> **Request**:
All entries must be extracted exactly, with nothing added or dropped.

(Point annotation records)
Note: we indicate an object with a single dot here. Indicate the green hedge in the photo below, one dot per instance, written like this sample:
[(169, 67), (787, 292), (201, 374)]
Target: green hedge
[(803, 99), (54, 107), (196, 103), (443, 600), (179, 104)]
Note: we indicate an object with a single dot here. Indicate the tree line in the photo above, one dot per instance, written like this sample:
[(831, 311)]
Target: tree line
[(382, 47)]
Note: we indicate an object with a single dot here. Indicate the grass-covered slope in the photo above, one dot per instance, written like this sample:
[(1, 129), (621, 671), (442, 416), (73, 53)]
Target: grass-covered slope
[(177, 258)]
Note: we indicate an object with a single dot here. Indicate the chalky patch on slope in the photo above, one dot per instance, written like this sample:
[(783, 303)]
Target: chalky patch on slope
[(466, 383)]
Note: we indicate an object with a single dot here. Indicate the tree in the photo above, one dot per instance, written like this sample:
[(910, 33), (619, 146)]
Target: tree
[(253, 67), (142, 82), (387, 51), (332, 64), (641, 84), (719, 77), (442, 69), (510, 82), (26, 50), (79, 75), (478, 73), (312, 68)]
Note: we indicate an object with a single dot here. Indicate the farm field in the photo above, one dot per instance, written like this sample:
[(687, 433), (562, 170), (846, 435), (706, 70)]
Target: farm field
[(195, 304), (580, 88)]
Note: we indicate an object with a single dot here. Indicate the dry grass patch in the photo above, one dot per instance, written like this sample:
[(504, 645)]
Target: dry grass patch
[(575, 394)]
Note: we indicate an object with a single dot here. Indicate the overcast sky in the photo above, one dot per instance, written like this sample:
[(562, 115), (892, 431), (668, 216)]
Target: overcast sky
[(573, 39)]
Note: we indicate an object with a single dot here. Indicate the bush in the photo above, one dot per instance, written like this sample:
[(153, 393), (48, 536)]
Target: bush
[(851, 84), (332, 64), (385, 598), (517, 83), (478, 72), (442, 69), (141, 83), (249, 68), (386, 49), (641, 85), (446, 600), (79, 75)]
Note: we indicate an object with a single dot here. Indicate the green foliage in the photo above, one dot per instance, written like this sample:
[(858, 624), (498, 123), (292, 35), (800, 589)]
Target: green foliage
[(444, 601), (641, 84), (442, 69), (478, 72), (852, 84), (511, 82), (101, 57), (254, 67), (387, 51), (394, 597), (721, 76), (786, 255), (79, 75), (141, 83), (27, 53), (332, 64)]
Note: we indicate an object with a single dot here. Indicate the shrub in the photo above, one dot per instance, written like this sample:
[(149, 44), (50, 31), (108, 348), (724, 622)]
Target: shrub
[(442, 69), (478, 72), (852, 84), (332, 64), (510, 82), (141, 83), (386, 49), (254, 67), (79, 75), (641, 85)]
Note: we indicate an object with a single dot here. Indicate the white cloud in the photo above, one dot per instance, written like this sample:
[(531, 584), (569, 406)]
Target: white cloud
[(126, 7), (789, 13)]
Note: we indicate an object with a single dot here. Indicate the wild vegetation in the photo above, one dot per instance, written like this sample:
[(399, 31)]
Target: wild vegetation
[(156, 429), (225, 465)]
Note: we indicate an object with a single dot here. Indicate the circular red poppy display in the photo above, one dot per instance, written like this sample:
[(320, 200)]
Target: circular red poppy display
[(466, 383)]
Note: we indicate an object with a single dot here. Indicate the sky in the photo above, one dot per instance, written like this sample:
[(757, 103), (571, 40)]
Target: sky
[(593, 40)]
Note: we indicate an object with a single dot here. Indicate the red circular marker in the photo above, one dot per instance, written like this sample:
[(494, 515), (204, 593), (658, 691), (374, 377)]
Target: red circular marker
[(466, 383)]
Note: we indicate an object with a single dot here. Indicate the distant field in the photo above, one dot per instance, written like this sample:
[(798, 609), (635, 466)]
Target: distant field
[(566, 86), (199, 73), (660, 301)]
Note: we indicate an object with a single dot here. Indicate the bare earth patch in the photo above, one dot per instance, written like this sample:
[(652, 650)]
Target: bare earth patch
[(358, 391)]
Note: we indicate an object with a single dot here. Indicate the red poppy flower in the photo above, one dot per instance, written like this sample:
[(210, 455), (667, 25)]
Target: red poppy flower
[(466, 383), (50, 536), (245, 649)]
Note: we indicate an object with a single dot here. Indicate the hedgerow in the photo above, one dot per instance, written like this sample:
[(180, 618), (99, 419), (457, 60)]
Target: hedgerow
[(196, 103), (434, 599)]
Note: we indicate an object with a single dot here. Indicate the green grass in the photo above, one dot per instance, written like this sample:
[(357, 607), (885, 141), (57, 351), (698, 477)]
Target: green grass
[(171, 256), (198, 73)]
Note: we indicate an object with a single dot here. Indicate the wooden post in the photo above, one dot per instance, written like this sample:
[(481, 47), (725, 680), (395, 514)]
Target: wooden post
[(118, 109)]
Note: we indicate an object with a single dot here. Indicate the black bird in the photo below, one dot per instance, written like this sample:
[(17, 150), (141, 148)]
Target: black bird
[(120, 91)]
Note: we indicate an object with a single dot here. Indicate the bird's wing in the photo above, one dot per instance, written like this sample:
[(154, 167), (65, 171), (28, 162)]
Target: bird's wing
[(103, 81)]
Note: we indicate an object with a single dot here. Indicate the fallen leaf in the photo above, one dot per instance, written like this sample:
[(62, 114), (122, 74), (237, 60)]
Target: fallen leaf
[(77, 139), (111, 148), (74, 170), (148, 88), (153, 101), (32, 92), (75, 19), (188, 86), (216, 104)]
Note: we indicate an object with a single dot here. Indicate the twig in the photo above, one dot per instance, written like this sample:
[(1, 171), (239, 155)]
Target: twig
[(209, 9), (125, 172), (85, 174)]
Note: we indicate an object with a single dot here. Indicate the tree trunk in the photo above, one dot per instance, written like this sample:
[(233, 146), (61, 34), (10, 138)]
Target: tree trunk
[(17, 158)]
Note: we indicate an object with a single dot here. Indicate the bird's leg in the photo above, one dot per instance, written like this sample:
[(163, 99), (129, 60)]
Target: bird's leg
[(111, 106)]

> **The answer**:
Note: we indicate an object with a single dot here. Indicate the green hedge in the photo below, one dot per instance, written like this sample:
[(169, 67), (787, 292), (201, 374)]
Target: green hedge
[(803, 99), (54, 107), (196, 103), (443, 600), (179, 104)]
Note: we indicate an object with a single dot here. Indicate the tree line in the photo above, one dot per instance, written like this sample:
[(831, 311)]
Target: tree line
[(382, 47)]
Note: we indicate an object with a single dot here. Indicate the grass-covered slope in the photo above, one dot per instance, written like this sample:
[(1, 129), (621, 671), (442, 416), (73, 53)]
Target: grass-covered slope
[(177, 258)]
Note: we indicate an object with a single dot here. Indicate the chalky patch on slope in the photo above, one dot per instance, written like this sample:
[(783, 303)]
Target: chalky patch on slope
[(466, 383)]
Note: we indicate an object with a single dot here. Indicate the tree in the photo above, one dot per instance, written like this sample:
[(910, 33), (619, 146)]
Target: tree
[(253, 67), (142, 82), (387, 51), (332, 64), (641, 84), (719, 77), (442, 69), (510, 82), (26, 50), (79, 75), (478, 73), (312, 68)]
Note: we indicate an object with a single dot here. Indicate the farm field in the photo above, one dot per instance, written like this sample:
[(687, 433), (562, 170), (846, 435), (706, 70)]
Target: farm field
[(195, 304), (580, 88)]
Note: we indicate an object with a single dot here. Indicate the dry grass patch in the photo above, one dot per instance, written like this sample:
[(504, 645)]
Target: dry grass patch
[(575, 394)]
Note: we indicate an object with a single dot here. Indicate the overcast sky in the photo above, one dot per instance, written like this sample:
[(562, 115), (892, 431), (668, 216)]
Target: overcast sky
[(573, 39)]
Note: we indicate an object with a single dot here. Indicate the bush in the photo above, one dot per instance, written like this sample:
[(153, 393), (48, 536)]
Target: bush
[(851, 84), (332, 64), (385, 598), (517, 83), (478, 72), (442, 69), (141, 83), (249, 68), (386, 49), (641, 85), (446, 600), (79, 75)]
Note: we indicate an object with a single dot here. Indicate the green foliage in the photo above, one dot per instance, written like this sample:
[(858, 624), (498, 123), (292, 35), (800, 589)]
Target: green foliage
[(444, 601), (641, 84), (442, 69), (478, 72), (852, 84), (511, 82), (101, 57), (254, 67), (387, 51), (394, 597), (721, 76), (786, 255), (79, 75), (141, 83), (27, 53), (332, 64)]
Note: we indicate an object with a single dot here. Indicate the shrub in the photo above, one dot per instance, written like this sample:
[(149, 44), (50, 31), (108, 348), (724, 622)]
Target: shrub
[(442, 69), (478, 72), (852, 84), (332, 64), (510, 82), (141, 83), (386, 49), (254, 67), (79, 75), (641, 85)]
Note: we indicate an object with a single dot here. Indicate the white cloud in the photo above, one dot per instance, written like this sample:
[(531, 584), (569, 406)]
Target: white cloud
[(126, 7), (789, 13)]
Note: we indicate an object with a single dot here. Indicate the wild vegetation in the photo above, one dot per instance, written like this sample:
[(399, 31)]
Target: wild vegetation
[(156, 429), (225, 465)]
Note: we indicate an object with a single dot here. Indicate the circular red poppy display in the photo above, one dot per instance, written like this sample:
[(320, 200)]
Target: circular red poppy display
[(466, 383)]
Note: we indicate an object with a single dot here. Indicate the sky in the photo above, one dot per instance, written like this sample:
[(757, 103), (571, 40)]
Target: sky
[(593, 40)]
Note: we indicate an object with a single dot here. Indicate the red circular marker in the photo above, one dot per instance, written like this sample:
[(494, 515), (204, 593), (658, 691), (374, 377)]
Target: red circular marker
[(466, 383)]
Note: we indicate an object with a single dot here. Indicate the distant field in the photo above, one dot per instance, written like this sample:
[(798, 609), (635, 466)]
Target: distant field
[(566, 86), (199, 73), (660, 301)]
Note: we indicate an object with a single dot here. Indicate the bare earth patch in the photo above, one dot per instance, written like this sample:
[(652, 650)]
Target: bare earth patch
[(358, 391)]
Note: we indicate an object with a single dot here. Indicate the red poppy flower in the photo above, one dot per instance, written like this sample:
[(210, 455), (667, 25)]
Target: red poppy flower
[(466, 383), (50, 536), (245, 649)]
Note: we indicate an object with a single dot here. Indicate the hedgerow in the photo above, one dot per instance, written like this sample:
[(180, 618), (99, 419), (457, 60)]
Target: hedgerow
[(196, 103), (434, 599)]
Note: we indicate an object with a single dot here. Indicate the green grass in the photo above, one dot per instance, written like this sample:
[(357, 607), (885, 141), (57, 351), (698, 477)]
Target: green grass
[(171, 256), (198, 73)]
Note: we indicate an object with a single dot here. Indicate the wooden post in the photo above, one dot per instance, written like this sample:
[(481, 47), (725, 680), (395, 514)]
Target: wooden post
[(118, 109)]
Note: we indicate an object with a single dot here. Indicate the black bird in the photo below, one dot per instance, written like this sample:
[(17, 150), (141, 148)]
Target: black bird
[(120, 91)]
Note: we indicate an object with a single dot here. Indicate the bird's wing in the photo above, one dot per instance, written like this sample:
[(154, 167), (65, 171), (28, 162)]
Target: bird's wing
[(103, 81)]
Note: we indicate an object with a single dot here. Indicate the fallen leaf in the photo above, one dot per instance, written like this sample:
[(62, 114), (122, 74), (237, 60)]
Target: fallen leaf
[(77, 139), (111, 148), (74, 170), (148, 88), (153, 101), (32, 92), (75, 19), (188, 86), (216, 104)]
Note: we indicate an object with a single dot here. Indicate the twig in the photo above, one dot per instance, written like this sample:
[(1, 171), (239, 155)]
Target: twig
[(209, 9), (125, 172), (85, 174)]
Note: we indicate an object with a single dot here. Indicate the tree trunk in the photo above, one dot per instance, written like this sample:
[(233, 146), (61, 34), (10, 138)]
Target: tree trunk
[(17, 158)]
Note: we indicate an object with a single dot here. Indicate the bird's leg in the photo above, one dot per instance, written like this sample:
[(163, 99), (129, 60)]
Target: bird's leg
[(111, 106)]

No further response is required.